**Stated exercise:** Revise the records from their start through the line that contains "point(232, 78)" by replacing "innermost point" with "central point". Reproduce only that stretch, with everything else unchanged.

◇ ◇ ◇ ◇ ◇ ◇ ◇

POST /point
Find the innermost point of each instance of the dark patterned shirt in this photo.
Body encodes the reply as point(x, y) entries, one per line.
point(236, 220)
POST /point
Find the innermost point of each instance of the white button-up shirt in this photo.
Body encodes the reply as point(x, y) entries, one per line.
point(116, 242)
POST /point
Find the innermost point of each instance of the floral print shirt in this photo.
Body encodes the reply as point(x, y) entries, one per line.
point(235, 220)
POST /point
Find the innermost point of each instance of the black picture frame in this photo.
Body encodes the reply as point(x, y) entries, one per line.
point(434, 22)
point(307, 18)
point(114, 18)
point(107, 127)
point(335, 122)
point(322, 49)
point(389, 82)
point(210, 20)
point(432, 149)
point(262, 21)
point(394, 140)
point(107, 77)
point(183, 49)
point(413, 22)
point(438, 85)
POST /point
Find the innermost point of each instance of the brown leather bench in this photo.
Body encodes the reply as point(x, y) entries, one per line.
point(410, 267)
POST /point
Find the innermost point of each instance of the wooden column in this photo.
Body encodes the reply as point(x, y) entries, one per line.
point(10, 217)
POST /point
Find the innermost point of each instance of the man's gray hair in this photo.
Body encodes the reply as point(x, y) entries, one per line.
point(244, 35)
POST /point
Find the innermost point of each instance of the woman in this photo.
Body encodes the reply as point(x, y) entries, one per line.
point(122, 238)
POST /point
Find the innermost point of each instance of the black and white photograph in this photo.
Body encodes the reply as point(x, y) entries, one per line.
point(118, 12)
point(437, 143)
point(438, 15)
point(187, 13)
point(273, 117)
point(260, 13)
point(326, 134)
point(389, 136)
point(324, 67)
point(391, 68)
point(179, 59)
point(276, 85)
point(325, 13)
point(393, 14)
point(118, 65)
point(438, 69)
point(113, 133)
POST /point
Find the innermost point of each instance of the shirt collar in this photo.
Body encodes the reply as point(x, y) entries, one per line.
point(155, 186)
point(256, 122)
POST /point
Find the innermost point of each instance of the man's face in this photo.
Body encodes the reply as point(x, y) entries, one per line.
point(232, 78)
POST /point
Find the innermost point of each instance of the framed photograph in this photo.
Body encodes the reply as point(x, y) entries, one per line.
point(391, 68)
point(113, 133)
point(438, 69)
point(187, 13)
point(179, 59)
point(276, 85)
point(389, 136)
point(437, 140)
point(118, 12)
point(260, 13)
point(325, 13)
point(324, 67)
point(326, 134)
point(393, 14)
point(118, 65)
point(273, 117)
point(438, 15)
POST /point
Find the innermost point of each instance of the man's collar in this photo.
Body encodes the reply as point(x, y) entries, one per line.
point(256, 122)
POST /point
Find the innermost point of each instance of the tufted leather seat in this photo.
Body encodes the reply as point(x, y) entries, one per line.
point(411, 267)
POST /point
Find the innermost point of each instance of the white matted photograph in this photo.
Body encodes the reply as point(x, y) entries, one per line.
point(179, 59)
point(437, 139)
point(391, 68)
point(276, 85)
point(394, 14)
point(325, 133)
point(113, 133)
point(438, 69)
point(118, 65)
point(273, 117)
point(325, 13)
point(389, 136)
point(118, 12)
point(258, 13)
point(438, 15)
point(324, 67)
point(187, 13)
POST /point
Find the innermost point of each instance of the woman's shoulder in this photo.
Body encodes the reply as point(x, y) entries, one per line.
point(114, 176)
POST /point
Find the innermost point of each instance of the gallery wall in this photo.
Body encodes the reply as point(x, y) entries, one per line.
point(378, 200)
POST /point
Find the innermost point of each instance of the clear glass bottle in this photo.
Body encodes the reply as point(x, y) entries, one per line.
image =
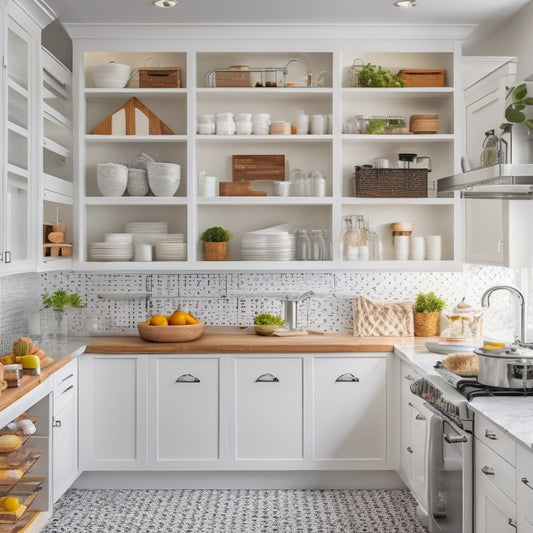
point(375, 246)
point(354, 239)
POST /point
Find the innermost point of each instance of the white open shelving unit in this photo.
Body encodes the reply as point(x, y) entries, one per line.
point(335, 153)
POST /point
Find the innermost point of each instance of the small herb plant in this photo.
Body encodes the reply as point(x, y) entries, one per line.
point(519, 101)
point(216, 234)
point(268, 320)
point(61, 300)
point(376, 76)
point(429, 303)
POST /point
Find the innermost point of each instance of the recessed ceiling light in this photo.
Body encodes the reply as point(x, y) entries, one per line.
point(165, 3)
point(405, 3)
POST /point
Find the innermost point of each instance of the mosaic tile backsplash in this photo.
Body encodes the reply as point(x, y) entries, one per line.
point(116, 302)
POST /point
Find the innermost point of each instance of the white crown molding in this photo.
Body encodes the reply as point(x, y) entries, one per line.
point(266, 31)
point(38, 10)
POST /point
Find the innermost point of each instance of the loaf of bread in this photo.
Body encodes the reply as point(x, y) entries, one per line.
point(461, 363)
point(9, 443)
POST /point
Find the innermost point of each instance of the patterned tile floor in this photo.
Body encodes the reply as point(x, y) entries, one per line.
point(235, 511)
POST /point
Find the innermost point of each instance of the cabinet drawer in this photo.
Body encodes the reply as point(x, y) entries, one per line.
point(495, 438)
point(524, 475)
point(489, 465)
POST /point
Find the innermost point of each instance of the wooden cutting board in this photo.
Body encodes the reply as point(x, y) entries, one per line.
point(258, 167)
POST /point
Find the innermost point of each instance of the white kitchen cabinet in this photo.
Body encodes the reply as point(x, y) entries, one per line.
point(65, 428)
point(113, 412)
point(19, 136)
point(269, 427)
point(184, 423)
point(334, 152)
point(524, 489)
point(350, 399)
point(57, 157)
point(494, 479)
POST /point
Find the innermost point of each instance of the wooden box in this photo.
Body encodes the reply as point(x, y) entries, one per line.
point(423, 77)
point(391, 183)
point(160, 77)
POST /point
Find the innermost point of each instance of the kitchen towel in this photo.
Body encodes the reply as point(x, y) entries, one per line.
point(382, 319)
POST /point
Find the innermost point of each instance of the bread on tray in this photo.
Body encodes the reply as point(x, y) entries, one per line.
point(463, 364)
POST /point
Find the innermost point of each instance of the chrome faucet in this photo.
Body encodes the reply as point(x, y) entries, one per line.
point(291, 309)
point(485, 302)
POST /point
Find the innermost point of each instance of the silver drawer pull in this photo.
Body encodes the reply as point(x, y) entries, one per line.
point(487, 470)
point(491, 435)
point(526, 482)
point(347, 378)
point(67, 389)
point(187, 378)
point(453, 439)
point(267, 378)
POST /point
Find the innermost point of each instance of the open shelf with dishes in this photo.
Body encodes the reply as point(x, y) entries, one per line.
point(219, 89)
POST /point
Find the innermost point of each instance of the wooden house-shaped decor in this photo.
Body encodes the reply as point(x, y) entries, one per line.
point(132, 118)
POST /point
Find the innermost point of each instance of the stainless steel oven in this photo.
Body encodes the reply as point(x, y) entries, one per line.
point(448, 458)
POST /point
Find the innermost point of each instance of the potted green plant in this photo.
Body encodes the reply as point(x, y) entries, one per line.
point(265, 324)
point(59, 301)
point(519, 100)
point(427, 309)
point(215, 243)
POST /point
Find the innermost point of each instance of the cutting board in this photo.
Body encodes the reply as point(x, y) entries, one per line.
point(258, 167)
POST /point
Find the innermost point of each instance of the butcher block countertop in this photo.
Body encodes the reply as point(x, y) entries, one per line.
point(235, 340)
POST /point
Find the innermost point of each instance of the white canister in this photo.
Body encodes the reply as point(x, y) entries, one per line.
point(143, 252)
point(318, 125)
point(210, 185)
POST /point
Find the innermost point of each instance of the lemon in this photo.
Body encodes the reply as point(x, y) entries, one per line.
point(178, 318)
point(11, 504)
point(158, 320)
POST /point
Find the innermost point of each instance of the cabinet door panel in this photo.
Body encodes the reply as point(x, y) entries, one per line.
point(350, 416)
point(112, 428)
point(187, 409)
point(269, 408)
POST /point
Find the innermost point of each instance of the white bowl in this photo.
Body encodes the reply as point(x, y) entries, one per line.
point(164, 178)
point(111, 75)
point(111, 178)
point(137, 182)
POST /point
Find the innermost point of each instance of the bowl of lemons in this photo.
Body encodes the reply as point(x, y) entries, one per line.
point(180, 326)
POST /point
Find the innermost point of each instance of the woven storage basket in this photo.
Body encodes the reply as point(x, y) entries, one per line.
point(160, 77)
point(423, 77)
point(390, 183)
point(427, 324)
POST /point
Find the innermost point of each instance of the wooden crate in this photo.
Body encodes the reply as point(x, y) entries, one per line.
point(390, 183)
point(423, 77)
point(160, 77)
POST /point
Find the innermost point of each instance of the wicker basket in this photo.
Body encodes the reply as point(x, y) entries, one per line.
point(427, 324)
point(390, 183)
point(423, 77)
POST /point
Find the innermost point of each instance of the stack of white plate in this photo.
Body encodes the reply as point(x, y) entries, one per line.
point(146, 227)
point(111, 251)
point(267, 246)
point(170, 251)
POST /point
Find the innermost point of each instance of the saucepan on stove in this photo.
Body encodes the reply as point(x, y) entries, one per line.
point(507, 368)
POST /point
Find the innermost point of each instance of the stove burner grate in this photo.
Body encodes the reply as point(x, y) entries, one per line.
point(473, 389)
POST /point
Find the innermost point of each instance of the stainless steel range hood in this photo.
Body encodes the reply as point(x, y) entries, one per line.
point(508, 181)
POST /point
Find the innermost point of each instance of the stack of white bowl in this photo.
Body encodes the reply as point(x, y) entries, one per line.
point(116, 247)
point(163, 178)
point(261, 124)
point(268, 245)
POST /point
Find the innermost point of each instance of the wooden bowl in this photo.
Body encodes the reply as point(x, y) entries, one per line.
point(170, 333)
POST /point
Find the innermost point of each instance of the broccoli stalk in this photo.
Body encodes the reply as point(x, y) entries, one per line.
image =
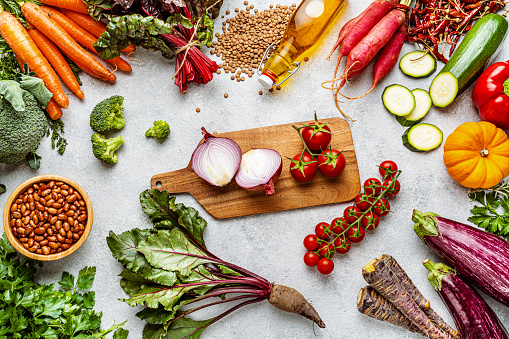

◇ ◇ ◇ ◇ ◇ ◇ ◇

**The response:**
POST /point
Find the central point of each instance of the dark patterned shirt in this photo.
Body encodes the reply as point(x, y) entries, one per line.
point(236, 220)
POST /point
Find the central point of each instance of the white button-up shirt in this photo.
Body encodes the reply as point(x, y) entries, one per line.
point(116, 242)
POST /point
Find the central point of each instance of the floral print shirt in this photo.
Body encodes the reply as point(x, y) entries, one per line.
point(235, 220)
POST /point
Find the central point of each instance of the black picture frame in this photo.
Body encodes the reply as point(x, y) entries, one per line.
point(434, 22)
point(307, 18)
point(114, 18)
point(107, 127)
point(335, 122)
point(322, 49)
point(389, 82)
point(210, 20)
point(432, 149)
point(262, 21)
point(394, 140)
point(107, 77)
point(183, 49)
point(413, 22)
point(438, 85)
POST /point
Find the central point of each instance of the brown leather bench in this photo.
Body encodes the reply as point(x, y) entries, one per line.
point(410, 267)
POST /point
Find the central point of each instance of the wooden column in this photo.
Body encodes the reply as point(x, y) entries, one per line.
point(10, 217)
POST /point
Find the central point of each instance of the man's gray hair in this photo.
Body encodes the reply as point(x, y) entries, one per line.
point(244, 35)
POST /point
Find the central point of each instance of the woman in this photo.
Body encodes the reply as point(x, y) entries, one per line.
point(122, 238)
POST /point
Find the central point of each instance of the black and white photograph in this photo.
Body encodes the reply as point(x, y) entries, one per line.
point(118, 12)
point(437, 143)
point(438, 15)
point(187, 13)
point(273, 117)
point(260, 13)
point(326, 134)
point(389, 136)
point(324, 67)
point(391, 68)
point(179, 59)
point(276, 85)
point(325, 13)
point(393, 14)
point(118, 65)
point(438, 69)
point(113, 133)
POST /point
Find the central point of each instance of the shirt collar in this photo.
Body encodes the reply as point(x, y) entries, one per line.
point(155, 186)
point(256, 122)
POST /point
Find the central point of each instance of the man's face in this photo.
Body encodes the reply as point(x, y) entries, one per line.
point(232, 78)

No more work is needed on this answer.